Work to complete: Reproduce the listing below verbatim.

Coordinate labeling data:
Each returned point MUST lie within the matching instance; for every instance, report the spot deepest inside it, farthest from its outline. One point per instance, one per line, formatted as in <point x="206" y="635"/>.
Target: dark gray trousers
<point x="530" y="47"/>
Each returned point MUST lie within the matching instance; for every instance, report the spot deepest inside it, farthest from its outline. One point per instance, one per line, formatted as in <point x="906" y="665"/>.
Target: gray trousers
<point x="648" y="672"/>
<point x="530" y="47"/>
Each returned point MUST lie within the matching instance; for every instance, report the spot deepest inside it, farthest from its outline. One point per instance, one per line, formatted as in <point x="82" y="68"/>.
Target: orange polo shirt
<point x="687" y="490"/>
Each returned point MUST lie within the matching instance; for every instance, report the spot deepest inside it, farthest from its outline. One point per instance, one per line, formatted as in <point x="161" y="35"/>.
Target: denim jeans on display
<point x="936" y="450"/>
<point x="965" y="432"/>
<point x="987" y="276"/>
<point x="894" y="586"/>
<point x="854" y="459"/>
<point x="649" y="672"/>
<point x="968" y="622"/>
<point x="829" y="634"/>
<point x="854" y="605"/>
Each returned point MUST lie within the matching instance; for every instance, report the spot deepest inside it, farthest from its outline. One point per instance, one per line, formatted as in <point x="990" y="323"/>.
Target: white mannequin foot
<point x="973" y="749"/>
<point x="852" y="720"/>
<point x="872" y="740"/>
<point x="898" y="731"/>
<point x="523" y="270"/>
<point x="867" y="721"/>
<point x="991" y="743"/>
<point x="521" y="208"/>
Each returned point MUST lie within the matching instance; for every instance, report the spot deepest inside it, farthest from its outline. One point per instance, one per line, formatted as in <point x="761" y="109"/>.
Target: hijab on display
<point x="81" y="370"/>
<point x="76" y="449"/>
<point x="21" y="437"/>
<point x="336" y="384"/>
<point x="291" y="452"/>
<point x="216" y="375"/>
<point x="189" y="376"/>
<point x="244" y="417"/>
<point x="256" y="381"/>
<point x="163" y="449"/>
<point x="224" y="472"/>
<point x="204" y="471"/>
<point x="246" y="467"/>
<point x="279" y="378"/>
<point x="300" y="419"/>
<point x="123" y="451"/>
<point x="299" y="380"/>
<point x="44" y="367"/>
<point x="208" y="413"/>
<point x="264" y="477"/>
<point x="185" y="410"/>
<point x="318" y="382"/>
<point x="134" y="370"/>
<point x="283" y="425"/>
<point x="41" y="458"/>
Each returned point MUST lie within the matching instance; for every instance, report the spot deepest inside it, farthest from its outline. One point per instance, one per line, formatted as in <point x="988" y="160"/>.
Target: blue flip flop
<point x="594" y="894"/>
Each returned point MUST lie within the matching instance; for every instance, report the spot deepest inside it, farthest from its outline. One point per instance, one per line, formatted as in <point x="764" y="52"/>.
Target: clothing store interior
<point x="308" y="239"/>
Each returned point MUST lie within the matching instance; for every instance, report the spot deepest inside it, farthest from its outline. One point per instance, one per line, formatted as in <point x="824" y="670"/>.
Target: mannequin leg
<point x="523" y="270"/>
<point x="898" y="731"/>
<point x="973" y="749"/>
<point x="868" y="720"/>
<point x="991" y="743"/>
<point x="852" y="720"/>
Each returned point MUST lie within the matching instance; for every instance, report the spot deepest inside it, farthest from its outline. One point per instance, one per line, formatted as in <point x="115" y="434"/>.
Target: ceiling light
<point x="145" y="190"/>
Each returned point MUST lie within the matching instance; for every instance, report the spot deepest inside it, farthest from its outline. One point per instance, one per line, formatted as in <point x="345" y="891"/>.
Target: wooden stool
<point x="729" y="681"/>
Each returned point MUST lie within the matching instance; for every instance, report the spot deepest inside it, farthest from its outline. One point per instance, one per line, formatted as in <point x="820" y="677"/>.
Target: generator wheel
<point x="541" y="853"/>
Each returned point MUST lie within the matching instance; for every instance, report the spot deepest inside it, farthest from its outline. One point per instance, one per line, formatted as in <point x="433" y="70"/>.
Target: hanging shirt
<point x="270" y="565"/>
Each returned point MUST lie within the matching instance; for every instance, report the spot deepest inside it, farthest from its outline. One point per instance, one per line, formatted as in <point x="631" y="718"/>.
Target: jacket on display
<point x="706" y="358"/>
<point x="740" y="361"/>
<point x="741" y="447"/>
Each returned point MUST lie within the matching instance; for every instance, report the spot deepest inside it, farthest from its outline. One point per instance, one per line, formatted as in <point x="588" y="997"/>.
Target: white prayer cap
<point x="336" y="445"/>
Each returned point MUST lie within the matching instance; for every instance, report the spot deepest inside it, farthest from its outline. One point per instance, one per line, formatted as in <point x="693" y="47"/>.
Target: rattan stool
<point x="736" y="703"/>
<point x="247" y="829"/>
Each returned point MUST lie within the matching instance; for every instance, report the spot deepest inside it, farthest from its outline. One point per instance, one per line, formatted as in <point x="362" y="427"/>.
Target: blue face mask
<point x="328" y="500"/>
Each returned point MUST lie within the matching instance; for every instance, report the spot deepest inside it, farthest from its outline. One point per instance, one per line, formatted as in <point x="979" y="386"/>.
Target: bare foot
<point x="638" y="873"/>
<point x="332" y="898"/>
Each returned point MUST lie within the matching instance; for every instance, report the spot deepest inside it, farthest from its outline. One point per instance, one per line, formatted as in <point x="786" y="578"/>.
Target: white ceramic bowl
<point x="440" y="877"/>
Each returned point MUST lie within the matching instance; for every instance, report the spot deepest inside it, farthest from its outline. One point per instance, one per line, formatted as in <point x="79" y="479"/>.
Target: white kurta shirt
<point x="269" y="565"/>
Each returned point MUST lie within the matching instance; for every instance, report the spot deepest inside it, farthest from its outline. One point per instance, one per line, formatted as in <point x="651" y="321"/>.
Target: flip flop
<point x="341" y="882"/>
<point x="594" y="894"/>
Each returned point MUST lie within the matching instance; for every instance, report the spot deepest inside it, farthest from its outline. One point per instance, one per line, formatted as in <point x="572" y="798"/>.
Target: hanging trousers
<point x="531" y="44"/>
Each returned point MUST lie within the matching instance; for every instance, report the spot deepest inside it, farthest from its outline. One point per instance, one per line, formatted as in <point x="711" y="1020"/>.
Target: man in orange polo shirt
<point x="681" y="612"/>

Solution for this task:
Each returned point MUST lie within the matching instance; for every instance, report the spot deepest inside it, farthest from its outline. One point per instance, one per line, formatted as in <point x="206" y="635"/>.
Target: dark gray trousers
<point x="530" y="47"/>
Each returned point MUST lie within the matching instance; for every instance, report the spot deepest inside it, farthest from its outline. One point per instance, one per line, formatted as in <point x="906" y="665"/>.
Target: gray trousers
<point x="648" y="672"/>
<point x="530" y="47"/>
Each returned point MUST lie within the matching instance; for every instance, report the spot deepest inside it, farthest from its outline. One point per instance, one per line, formatted as in <point x="82" y="68"/>.
Target: orange polo shirt
<point x="687" y="490"/>
Each returned point MUST lie within the matching instance; for every instance, report the spot deepest inside it, farthest from its outline. One point per instance, one per line, formatted as in <point x="161" y="35"/>.
Target: denim jeans on display
<point x="936" y="450"/>
<point x="965" y="432"/>
<point x="987" y="276"/>
<point x="894" y="586"/>
<point x="854" y="459"/>
<point x="649" y="672"/>
<point x="968" y="622"/>
<point x="829" y="634"/>
<point x="854" y="605"/>
Each returned point MUST lie within the matching instance; for every instance, report the spot deepest inside it, farthest from its outline. One point per instance, one per line, formatted as in <point x="990" y="323"/>.
Target: white mannequin foot
<point x="973" y="749"/>
<point x="852" y="720"/>
<point x="872" y="740"/>
<point x="898" y="731"/>
<point x="523" y="270"/>
<point x="867" y="721"/>
<point x="991" y="743"/>
<point x="521" y="208"/>
Each returned point MUST lie within the matching instance; for every instance, report the spot deepest inside it, farthest from its outline. One point per instance, one per line, formatted as in <point x="761" y="109"/>.
Target: hijab on display
<point x="81" y="370"/>
<point x="76" y="449"/>
<point x="21" y="437"/>
<point x="336" y="384"/>
<point x="291" y="452"/>
<point x="216" y="375"/>
<point x="189" y="376"/>
<point x="244" y="417"/>
<point x="256" y="381"/>
<point x="163" y="449"/>
<point x="224" y="472"/>
<point x="204" y="471"/>
<point x="246" y="467"/>
<point x="279" y="378"/>
<point x="300" y="419"/>
<point x="123" y="451"/>
<point x="299" y="380"/>
<point x="44" y="367"/>
<point x="208" y="413"/>
<point x="264" y="477"/>
<point x="185" y="410"/>
<point x="318" y="382"/>
<point x="134" y="370"/>
<point x="283" y="425"/>
<point x="41" y="458"/>
Each returned point MUST lie within the matching instance; for every instance, report the spot deepest inside it, farthest from its outline. One point per instance, one per line, formatted as in <point x="988" y="160"/>.
Target: blue flip flop
<point x="594" y="894"/>
Each returned point MUST lie within the matching instance; for every instance, report the spot deepest inside it, farthest from its outline. One point per instance, one per line, formatted as in <point x="764" y="52"/>.
Target: clothing store interior
<point x="308" y="239"/>
Each returned point MUST lie within the matching instance; for every instance, report the spot deepest inside it, farthest from its outline. One point per instance, one per line, formatted as in <point x="824" y="670"/>.
Target: mannequin leg
<point x="523" y="270"/>
<point x="898" y="731"/>
<point x="973" y="749"/>
<point x="868" y="720"/>
<point x="991" y="743"/>
<point x="852" y="720"/>
Each returned point MUST lie within the matching instance; for every instance, report the spot deepest inside it, farthest from its outline. One point per instance, one per line, formatted as in <point x="115" y="434"/>.
Target: ceiling light
<point x="145" y="190"/>
Each returned point MUST lie within the matching instance; for every instance, report the spot deepest inside it, farthest from its outline. One point per instance, one per line, formatted as in <point x="345" y="891"/>.
Target: wooden stool
<point x="729" y="681"/>
Each returned point MUST lie within the matching instance; for every instance, report the spot deepest inside it, farthest from its outline. One point per instance, one per line, formatted as in <point x="820" y="677"/>.
Target: generator wheel
<point x="541" y="853"/>
Each returned point MUST lie within the matching instance; for every instance, report the spot deepest inside it, farthest from its outline. One point per instance, one per line, formatted as in <point x="433" y="70"/>.
Target: hanging shirt
<point x="270" y="565"/>
Each returned point MUST lie within the matching instance; for every instance, report the spot deepest inside it, farthest from its outline. One point per instance, one per line, formatted as in <point x="631" y="718"/>.
Target: jacket on display
<point x="706" y="358"/>
<point x="740" y="361"/>
<point x="741" y="447"/>
Each returned point MUST lie within the matching instance; for every instance, report the spot deepest inside it, farthest from its outline. One point per instance, one per line, formatted as in <point x="588" y="997"/>.
Target: white prayer cap
<point x="336" y="445"/>
Each returned point MUST lie within the matching instance; for every instance, report the spot deepest inside it, farthest from its outline. One point per instance, one per line, formatted as in <point x="693" y="47"/>.
Target: rattan stool
<point x="736" y="703"/>
<point x="247" y="829"/>
Each returned point MUST lie within the matching instance; for every instance, report the spot deepest inside it, farthest from its outline. One point per instance, one per line, formatted as in <point x="362" y="427"/>.
Target: blue face mask
<point x="328" y="500"/>
Each returned point MUST lie within the matching instance; for every instance, report the spot deepest inside it, farthest from its outline. One point per instance, one per line, formatted as in <point x="979" y="386"/>.
Target: bare foot
<point x="638" y="873"/>
<point x="332" y="898"/>
Each returned point MUST lie within the matching instance; for every instance, report the spot deepest inside it, farthest from its outline. One point per instance, one per line, formatted as in <point x="786" y="578"/>.
Target: white ceramic bowl
<point x="440" y="877"/>
Each returned point MUST lie within the matching instance; for every instance, report the spot deepest inside it, farthest from its outline. One point per instance, one per line, formatted as in <point x="79" y="479"/>.
Target: white kurta shirt
<point x="269" y="565"/>
Each returned point MUST lie within the matching instance; for every instance, report the spot deepest inside it, farthest from its outline. One point per instance, one per line, formatted as in <point x="651" y="321"/>.
Target: flip flop
<point x="341" y="882"/>
<point x="594" y="894"/>
Each returned point MUST lie within the matching instance; for every instance, report the spot deepest inside it, farthest from its outline. One point per instance, one per line, formatted as in <point x="572" y="798"/>.
Target: hanging trousers
<point x="531" y="44"/>
Each returned point MUST lie within the matching instance; for every instance, report the spot deepest inside it, farthest from its outline. One point per instance, one per line, formatted as in <point x="711" y="1020"/>.
Target: man in orange polo shirt
<point x="681" y="612"/>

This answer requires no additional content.